+++ Supplied records

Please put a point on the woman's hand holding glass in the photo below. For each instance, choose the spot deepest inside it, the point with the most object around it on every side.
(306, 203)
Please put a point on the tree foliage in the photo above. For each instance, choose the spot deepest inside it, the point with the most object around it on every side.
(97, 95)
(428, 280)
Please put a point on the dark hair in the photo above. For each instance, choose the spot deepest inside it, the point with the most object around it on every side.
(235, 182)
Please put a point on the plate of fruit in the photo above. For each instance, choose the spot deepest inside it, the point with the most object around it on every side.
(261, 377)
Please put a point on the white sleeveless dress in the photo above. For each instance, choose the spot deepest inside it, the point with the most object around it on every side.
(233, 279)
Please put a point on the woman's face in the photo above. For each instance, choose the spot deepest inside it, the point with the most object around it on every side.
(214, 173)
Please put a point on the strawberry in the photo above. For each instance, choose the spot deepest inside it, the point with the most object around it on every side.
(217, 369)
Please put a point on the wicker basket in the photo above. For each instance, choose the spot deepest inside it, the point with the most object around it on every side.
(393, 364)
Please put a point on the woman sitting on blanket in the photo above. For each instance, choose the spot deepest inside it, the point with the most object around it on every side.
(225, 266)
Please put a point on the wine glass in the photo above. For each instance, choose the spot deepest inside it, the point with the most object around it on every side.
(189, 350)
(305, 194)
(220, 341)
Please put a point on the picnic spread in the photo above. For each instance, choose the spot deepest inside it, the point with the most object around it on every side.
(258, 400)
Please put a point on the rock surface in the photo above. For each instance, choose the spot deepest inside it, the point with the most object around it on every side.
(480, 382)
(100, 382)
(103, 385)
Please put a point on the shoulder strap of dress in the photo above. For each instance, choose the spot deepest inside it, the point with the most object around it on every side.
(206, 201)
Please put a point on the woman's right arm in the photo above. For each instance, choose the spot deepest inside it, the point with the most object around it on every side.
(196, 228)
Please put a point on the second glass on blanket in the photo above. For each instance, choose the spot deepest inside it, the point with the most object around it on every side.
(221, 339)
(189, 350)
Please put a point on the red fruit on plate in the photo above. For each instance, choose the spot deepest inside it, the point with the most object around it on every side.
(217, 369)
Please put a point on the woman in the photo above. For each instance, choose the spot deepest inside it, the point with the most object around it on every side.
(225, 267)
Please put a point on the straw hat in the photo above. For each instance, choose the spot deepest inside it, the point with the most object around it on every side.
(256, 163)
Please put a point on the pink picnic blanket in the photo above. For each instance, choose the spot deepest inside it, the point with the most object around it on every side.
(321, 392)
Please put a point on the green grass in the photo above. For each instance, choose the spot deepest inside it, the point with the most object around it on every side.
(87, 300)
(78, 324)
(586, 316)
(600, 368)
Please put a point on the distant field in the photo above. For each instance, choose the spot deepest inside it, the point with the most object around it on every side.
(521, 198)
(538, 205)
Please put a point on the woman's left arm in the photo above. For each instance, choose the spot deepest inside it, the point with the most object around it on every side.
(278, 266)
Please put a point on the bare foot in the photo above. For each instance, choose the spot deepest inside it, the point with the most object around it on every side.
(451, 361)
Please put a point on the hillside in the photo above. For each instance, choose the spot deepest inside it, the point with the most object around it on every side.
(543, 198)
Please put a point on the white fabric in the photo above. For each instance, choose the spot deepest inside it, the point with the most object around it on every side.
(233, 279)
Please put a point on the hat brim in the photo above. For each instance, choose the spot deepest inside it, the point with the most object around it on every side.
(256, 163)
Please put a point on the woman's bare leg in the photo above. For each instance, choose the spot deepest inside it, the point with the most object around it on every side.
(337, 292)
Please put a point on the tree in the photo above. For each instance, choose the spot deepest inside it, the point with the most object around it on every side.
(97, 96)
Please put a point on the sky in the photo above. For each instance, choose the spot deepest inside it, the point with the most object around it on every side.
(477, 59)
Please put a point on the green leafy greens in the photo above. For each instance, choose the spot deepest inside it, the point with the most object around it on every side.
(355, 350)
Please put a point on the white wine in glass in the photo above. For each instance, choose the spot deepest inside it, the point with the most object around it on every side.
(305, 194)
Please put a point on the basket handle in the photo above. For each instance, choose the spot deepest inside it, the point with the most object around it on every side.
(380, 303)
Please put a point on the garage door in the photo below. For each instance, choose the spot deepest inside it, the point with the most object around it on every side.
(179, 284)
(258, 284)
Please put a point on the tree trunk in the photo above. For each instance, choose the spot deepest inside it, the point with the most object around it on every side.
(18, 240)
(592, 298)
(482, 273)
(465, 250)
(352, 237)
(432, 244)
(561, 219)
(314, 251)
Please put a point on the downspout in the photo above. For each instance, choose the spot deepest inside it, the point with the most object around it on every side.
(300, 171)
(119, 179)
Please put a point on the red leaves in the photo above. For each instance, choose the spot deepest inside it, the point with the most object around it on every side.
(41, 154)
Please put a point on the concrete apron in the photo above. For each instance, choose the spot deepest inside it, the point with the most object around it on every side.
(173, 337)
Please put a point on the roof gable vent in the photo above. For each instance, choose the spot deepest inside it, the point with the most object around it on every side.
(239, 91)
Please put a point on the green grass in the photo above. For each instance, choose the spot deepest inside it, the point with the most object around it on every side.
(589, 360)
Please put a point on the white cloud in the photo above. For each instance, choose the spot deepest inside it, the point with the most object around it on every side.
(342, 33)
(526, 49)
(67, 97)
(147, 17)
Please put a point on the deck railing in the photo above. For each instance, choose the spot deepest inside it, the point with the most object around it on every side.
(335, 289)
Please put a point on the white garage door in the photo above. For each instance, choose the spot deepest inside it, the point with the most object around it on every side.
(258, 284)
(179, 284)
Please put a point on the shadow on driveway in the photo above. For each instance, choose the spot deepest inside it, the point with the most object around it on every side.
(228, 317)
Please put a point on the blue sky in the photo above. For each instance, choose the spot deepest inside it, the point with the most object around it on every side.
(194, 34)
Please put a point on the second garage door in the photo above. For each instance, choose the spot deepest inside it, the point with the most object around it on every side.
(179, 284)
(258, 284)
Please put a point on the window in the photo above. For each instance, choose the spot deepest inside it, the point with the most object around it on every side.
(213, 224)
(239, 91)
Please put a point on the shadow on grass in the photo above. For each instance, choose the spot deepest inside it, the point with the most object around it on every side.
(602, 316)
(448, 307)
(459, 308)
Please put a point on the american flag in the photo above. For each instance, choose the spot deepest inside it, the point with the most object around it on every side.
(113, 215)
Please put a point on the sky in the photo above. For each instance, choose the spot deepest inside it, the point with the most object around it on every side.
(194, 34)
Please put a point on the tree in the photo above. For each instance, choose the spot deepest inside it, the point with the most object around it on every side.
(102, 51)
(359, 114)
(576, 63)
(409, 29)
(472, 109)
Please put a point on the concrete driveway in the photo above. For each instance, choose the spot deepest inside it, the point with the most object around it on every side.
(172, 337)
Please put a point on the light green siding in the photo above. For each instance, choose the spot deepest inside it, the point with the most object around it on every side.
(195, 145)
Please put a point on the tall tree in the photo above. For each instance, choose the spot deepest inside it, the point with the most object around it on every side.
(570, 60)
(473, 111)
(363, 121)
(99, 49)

++++++

What the task requires
Write every entry out again exactly.

Written answer
Please put a point on the woman's hand holding glass in the photo below. For each instance, choose the spot deepest inside it, the point with the most object around it on every side.
(306, 203)
Please put a point on the tree foliage in the photo above. For each instance, choose the spot deepest inside it, the point with the most object around it on every side.
(97, 95)
(428, 280)
Please put a point on the dark hair in the photo above. For each instance, choose the spot deepest inside it, the point with the most object around it on every side.
(235, 182)
Please put a point on the plate of fruit in the photo above. For each instance, choose the spot deepest inside it, the point with the most object around it on every side.
(261, 377)
Please put a point on the white sleeveless dress in the photo above. For each instance, choose the spot deepest inside it, the point with the most object around it on every side.
(233, 279)
Please put a point on the woman's face in the photo above. For each instance, choose the spot deepest inside it, the point with the most object around it on every side.
(214, 173)
Please put a point on the strawberry in the photo above. For each instance, choose the spot deepest inside it, the point with the most object around it on every side.
(217, 369)
Please put a point on the wicker basket in the photo above. For each instance, choose the spot deepest inside it, the point with the most object around it on every side.
(393, 364)
Please put a point on the woman sitting on blanket in the photo above. For each instance, choose the spot deepest inside it, the point with the most object around it on every side.
(225, 266)
Please put a point on the wine glass in the photo above. For each instance, choose the spot deepest inside it, the point with the most object around it on every side.
(189, 350)
(305, 194)
(220, 341)
Please put a point on the picnic spread in the photo above. For each instance, choose the spot deepest inside it, the point with the most object around it on every side.
(258, 400)
Please put a point on the rock surface in the photo above. For each instance, choose the spot deepest inside it, the point with the most object around it on every side.
(480, 382)
(100, 382)
(103, 385)
Please put a point on the shoulder strap of dress in the photo above. For each instance, choose the spot deepest inside it, the point with the most object around it on every side.
(206, 201)
Please put a point on the woman's right arm in the photo above. For each instance, choose the spot deepest inside it, the point with the most object around it on every side.
(196, 228)
Please put a point on the second glass on blanket in the photo above. For each instance, choose the spot deepest inside it, the point with the most object around it on every side.
(221, 339)
(189, 350)
Please put a point on the red fruit on plate in the photo above. For each instance, choose the spot deepest inside it, the point with the most object around it on every side.
(217, 369)
Please put a point on the woman in the photo above. For each instance, choose the spot deepest inside it, the point with the most object around it on every side.
(225, 267)
Please put a point on the straw hat in the photo above. For each instance, choose the spot deepest inside it, the point with the most object around it on every side.
(256, 163)
Please put a point on the pink picnic blanket in the photo above. For each instance, choose the spot deepest inside it, the point with the most object around it on every side.
(321, 392)
Please put a point on the green grass in the photo above. For each instance, choose the spot deepest inside it, the point with the most object around it on every side.
(87, 300)
(78, 324)
(586, 316)
(600, 368)
Please put a point on the distant field in the photo above. For each instance, choose the spot deepest inside it, the point with the most object around it on every side.
(521, 198)
(538, 205)
Please put a point on the woman's left arm in the photo above. For each instance, choose the spot deepest inside it, the point with the most object around it on every side.
(278, 266)
Please put a point on the bare foot in the photo above. For each instance, choose the spot deepest inside it, the point with the most object around it on every side.
(451, 361)
Please put a point on the hillside in the photo above. For each instance, choose the spot deepest inside it, the point with the most object around it on every side.
(543, 198)
Please put a point on the white fabric in the photo above. For each instance, choose the spot deepest inside it, the point with the most object around it on every side.
(233, 279)
Please put a point on the hat brim in the photo above. For each instance, choose the spot deepest inside it, the point with the most object around it on every side.
(256, 163)
Please put a point on the woman's bare leg in the photo above. For each instance, choose the spot deepest inside it, the point with the most object around it on every side.
(337, 292)
Please put a point on the tree in the photo above. For each instance, choose the spot deepest inside it, the point with the most object around it on every side.
(97, 96)
Please put a point on the sky in the photo above. For each instance, choose the spot deepest inside it, the point with the most object around it on every side.
(477, 59)
Please put a point on the green leafy greens in the photo above. For each instance, choose the spot deepest inside it, the point with the most object around it on every side.
(355, 350)
Please put a point on the white wine in glass in the photo above. For each instance, choose the spot deepest inside it, the point with the most object around it on every side.
(305, 194)
Please put a point on the basket handle in the photo above. For each instance, choose the spot deepest inside it, the point with the most object around it on every side.
(380, 303)
Please put a point on the garage door in the photo below. For each instance, choose the spot deepest inside it, the point with the most object around it on every side.
(179, 284)
(258, 284)
Please put a point on the tree trunk in the photo above. For each instance, choose the spot deepest inside it, the point with the most object around it on every side.
(18, 240)
(592, 298)
(482, 273)
(465, 250)
(352, 237)
(432, 244)
(561, 219)
(314, 251)
Please put a point on the downspout in the photo above. For each instance, choose the spot deepest inside it, the point with the most object around it on every side.
(300, 171)
(119, 179)
Please put a point on the red leaves in the photo above. For each instance, choose the spot deepest inside it, the point with the most object around it on every side.
(41, 154)
Please put a point on the concrete apron in the photo above. For each instance, choose the spot deepest inside it, the point with the most object around it on every side.
(173, 337)
Please put a point on the roof gable vent in the photo above. For each instance, choose the spot deepest inside it, the point with the most object around it on every side.
(239, 91)
Please put a point on the green grass in the photo above. For each instance, choose the spot deepest inside it, the point with the most object around it on every side.
(589, 360)
Please put a point on the white cloud in the photo above. For each instance, choose the spot deepest inside it, the point with the most object around it on every side.
(342, 33)
(526, 49)
(67, 97)
(147, 17)
Please put a point on the deck railing in the photo above. For each instance, choose the spot deepest inside it, the point with the most object around it on every side.
(335, 289)
Please put a point on the white garage door in the photo above. For each instance, choose the spot deepest inside it, the point with the most object around it on every side.
(258, 284)
(179, 284)
Please put a point on the shadow on driveway in the photo above. For each instance, choose the spot deepest inside it, the point with the most object around it on every side.
(228, 317)
Please put a point on the blue sky in the photo above. For each instance, choose the spot deepest inside it, the point with the most object around it on every side.
(194, 34)
Please put a point on the second garage door in the photo above. For each instance, choose the spot deepest inside it, the point with the most object around it on every side.
(179, 284)
(258, 284)
Please put a point on the window in the photo above. For each instance, choose the spot deepest inside it, the point with the most object around it on every side.
(213, 224)
(239, 91)
Please put a point on the shadow on grass in the photo above. For each instance, choose the spot deepest inside it, the point with the most object around it on every side.
(602, 316)
(448, 307)
(459, 308)
Please put a point on the american flag in the photo above. For each instance, choose the spot deepest inside it, the point with the most object around it on every side.
(113, 215)
Please put a point on the sky in the photo above. For each instance, choose the spot deepest inside it, the point with the most object around it on every side.
(194, 34)
Please put a point on the tree in the photo above. For each instance, choose the spot deepest inside it, the point with the most object around it on every side.
(102, 51)
(359, 114)
(576, 63)
(409, 29)
(472, 109)
Please put a point on the concrete driveway in the photo above. For each instance, choose the spot deepest inside it, the point with the most object around it on every side.
(172, 337)
Please put a point on the light green siding in the photo above. For each instance, choose the spot deepest inside it, the point with the most object around it on every side.
(195, 145)
Please put a point on the tall tree in the photo above. For each instance, choose the spot deepest inside it, the point with the most object around it on every side.
(570, 60)
(473, 111)
(363, 121)
(99, 49)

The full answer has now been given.